### WHAT THIS TASK INVOLVES
Extract every one of the entries below and reproduce each line without any changes.

[START INPUT MATERIAL]

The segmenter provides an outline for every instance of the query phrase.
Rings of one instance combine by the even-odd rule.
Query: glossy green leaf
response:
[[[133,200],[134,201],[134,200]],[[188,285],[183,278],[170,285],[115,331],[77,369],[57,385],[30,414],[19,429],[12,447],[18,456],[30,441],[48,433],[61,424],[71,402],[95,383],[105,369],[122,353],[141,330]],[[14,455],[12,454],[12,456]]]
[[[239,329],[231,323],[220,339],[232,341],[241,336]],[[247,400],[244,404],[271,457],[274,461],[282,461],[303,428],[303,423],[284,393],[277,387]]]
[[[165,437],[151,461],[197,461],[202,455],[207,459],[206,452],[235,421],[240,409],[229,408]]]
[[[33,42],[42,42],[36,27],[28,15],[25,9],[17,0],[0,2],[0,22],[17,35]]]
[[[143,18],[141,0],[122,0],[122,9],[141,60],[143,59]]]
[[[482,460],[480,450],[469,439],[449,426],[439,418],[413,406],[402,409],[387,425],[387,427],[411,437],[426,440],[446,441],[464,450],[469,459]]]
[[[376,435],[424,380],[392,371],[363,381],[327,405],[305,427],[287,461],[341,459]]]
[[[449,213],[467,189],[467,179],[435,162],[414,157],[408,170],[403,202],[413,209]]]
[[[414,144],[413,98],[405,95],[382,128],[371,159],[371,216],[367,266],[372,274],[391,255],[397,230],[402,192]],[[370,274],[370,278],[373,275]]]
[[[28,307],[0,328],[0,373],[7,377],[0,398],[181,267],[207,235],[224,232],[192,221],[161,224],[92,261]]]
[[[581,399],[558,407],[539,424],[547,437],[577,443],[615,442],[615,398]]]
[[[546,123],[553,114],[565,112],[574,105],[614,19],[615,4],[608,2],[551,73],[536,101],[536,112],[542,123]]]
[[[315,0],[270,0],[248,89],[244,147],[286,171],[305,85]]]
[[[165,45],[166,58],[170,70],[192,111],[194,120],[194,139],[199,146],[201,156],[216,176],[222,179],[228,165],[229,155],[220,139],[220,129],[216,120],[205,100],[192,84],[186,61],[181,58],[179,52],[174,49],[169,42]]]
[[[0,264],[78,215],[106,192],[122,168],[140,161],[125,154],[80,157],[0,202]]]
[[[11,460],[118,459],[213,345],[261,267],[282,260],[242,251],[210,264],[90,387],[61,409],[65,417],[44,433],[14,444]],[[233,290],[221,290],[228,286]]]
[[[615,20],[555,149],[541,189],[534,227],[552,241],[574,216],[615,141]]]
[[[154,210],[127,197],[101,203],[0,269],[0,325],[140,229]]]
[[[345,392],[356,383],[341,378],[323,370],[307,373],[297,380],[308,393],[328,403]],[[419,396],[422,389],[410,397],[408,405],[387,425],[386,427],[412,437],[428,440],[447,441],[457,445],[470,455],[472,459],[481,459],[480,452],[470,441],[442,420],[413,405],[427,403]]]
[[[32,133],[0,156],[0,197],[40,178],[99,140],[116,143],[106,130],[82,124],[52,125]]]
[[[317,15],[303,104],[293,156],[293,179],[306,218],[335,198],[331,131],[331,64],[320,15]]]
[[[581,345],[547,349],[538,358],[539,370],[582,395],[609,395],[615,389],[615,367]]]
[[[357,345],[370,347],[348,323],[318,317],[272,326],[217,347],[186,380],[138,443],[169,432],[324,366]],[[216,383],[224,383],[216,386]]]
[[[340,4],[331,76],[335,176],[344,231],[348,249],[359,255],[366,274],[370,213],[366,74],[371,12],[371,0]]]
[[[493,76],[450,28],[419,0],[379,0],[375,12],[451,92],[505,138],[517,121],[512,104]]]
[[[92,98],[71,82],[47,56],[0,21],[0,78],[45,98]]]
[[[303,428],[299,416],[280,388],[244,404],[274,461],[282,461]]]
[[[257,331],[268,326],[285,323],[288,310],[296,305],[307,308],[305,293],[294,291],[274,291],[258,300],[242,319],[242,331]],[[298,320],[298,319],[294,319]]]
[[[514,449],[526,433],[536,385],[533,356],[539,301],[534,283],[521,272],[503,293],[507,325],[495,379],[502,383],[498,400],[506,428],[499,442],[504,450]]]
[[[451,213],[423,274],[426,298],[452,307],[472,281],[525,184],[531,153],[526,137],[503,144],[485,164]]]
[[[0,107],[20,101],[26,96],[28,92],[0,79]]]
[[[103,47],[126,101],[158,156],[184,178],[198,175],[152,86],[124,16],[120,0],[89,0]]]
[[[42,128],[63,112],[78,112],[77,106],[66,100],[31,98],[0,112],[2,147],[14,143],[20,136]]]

[END INPUT MATERIAL]

### ANSWER FOR THE TASK
The segmenter provides an outline for every instance of the query phrase.
Rings of one instance combine by the even-odd rule.
Query: glossy green leaf
response:
[[[133,200],[134,201],[134,200]],[[188,285],[183,278],[170,285],[115,331],[77,369],[57,385],[30,414],[19,429],[12,447],[18,456],[30,441],[48,433],[61,424],[71,402],[95,383],[105,369],[122,353],[141,330]],[[14,455],[12,454],[12,456]]]
[[[239,329],[231,323],[220,339],[232,341],[241,336]],[[247,400],[244,404],[271,457],[274,461],[282,461],[303,428],[303,423],[284,393],[277,387]]]
[[[165,437],[151,461],[197,461],[202,455],[207,459],[206,452],[235,421],[240,409],[229,408]]]
[[[33,42],[42,42],[36,27],[28,15],[25,9],[17,0],[0,2],[0,22],[17,35]]]
[[[143,18],[141,0],[122,0],[122,9],[141,60],[143,59]]]
[[[482,460],[480,450],[469,439],[449,426],[439,418],[413,406],[402,409],[387,425],[387,427],[411,437],[426,440],[446,441],[464,450],[469,459]]]
[[[376,435],[424,380],[392,371],[363,381],[327,405],[305,427],[287,461],[341,459]]]
[[[449,213],[467,189],[467,179],[435,162],[414,157],[408,170],[403,202],[413,209]]]
[[[414,144],[413,98],[405,95],[382,128],[371,159],[371,216],[367,266],[372,274],[391,255],[397,230],[402,192]],[[370,274],[370,278],[373,275]]]
[[[28,307],[0,328],[0,373],[7,377],[0,398],[181,267],[207,235],[224,232],[192,221],[161,224],[92,261]]]
[[[581,399],[558,407],[539,424],[547,437],[577,443],[615,442],[615,398]]]
[[[546,123],[553,114],[565,112],[574,105],[614,19],[615,4],[608,2],[551,73],[536,101],[536,112],[542,123]]]
[[[315,0],[270,0],[248,89],[244,147],[286,171],[305,85]]]
[[[165,45],[166,58],[170,70],[192,111],[194,120],[194,139],[199,146],[201,156],[216,176],[222,179],[228,165],[229,155],[220,139],[220,129],[216,120],[205,100],[192,84],[186,61],[181,58],[179,52],[174,49],[169,42]]]
[[[0,264],[78,215],[106,192],[122,168],[140,161],[125,154],[80,157],[0,202]]]
[[[11,460],[118,459],[213,345],[261,267],[282,260],[242,251],[210,264],[90,387],[61,409],[65,417],[44,433],[14,444]],[[233,290],[221,290],[228,286]]]
[[[615,20],[555,149],[541,189],[534,227],[552,241],[574,216],[615,141]]]
[[[154,210],[127,197],[101,203],[0,269],[0,325],[140,229]]]
[[[345,392],[356,383],[341,378],[323,370],[307,373],[297,380],[308,393],[328,403]],[[419,396],[422,389],[410,397],[408,405],[387,425],[386,427],[412,437],[428,440],[447,441],[457,445],[470,455],[472,459],[481,459],[480,452],[470,441],[442,420],[413,405],[427,403]]]
[[[32,133],[0,156],[0,197],[40,178],[99,140],[116,143],[106,130],[82,124],[52,125]]]
[[[317,15],[303,104],[293,156],[293,179],[306,218],[335,198],[331,131],[331,64],[320,15]]]
[[[581,345],[547,349],[538,358],[539,370],[582,395],[609,395],[615,389],[615,367]]]
[[[357,345],[370,347],[348,323],[318,317],[272,326],[217,347],[186,380],[138,443],[169,432],[324,366]],[[216,383],[224,383],[216,386]]]
[[[340,4],[331,76],[335,176],[344,231],[348,249],[359,255],[366,274],[370,213],[366,74],[371,12],[371,0]]]
[[[493,76],[450,28],[419,0],[379,0],[375,12],[451,92],[505,138],[517,121],[512,104]]]
[[[92,98],[71,82],[47,56],[0,21],[0,78],[45,98]]]
[[[303,428],[299,416],[280,388],[244,404],[274,461],[282,461]]]
[[[257,331],[268,326],[285,323],[288,310],[296,305],[307,308],[305,293],[294,291],[274,291],[258,300],[242,319],[242,331]],[[298,320],[298,319],[294,319]]]
[[[514,449],[526,433],[536,385],[533,356],[539,301],[534,283],[521,272],[503,293],[507,325],[495,379],[502,383],[498,400],[506,428],[499,442],[504,450]]]
[[[451,213],[423,274],[426,298],[452,307],[472,281],[525,184],[531,153],[526,137],[503,144],[485,164]]]
[[[0,107],[20,101],[26,96],[28,92],[0,79]]]
[[[103,47],[126,101],[158,156],[184,178],[198,175],[152,86],[124,16],[120,0],[89,0]]]
[[[42,128],[63,112],[78,112],[77,106],[66,100],[31,98],[0,112],[2,147],[14,143],[20,136]]]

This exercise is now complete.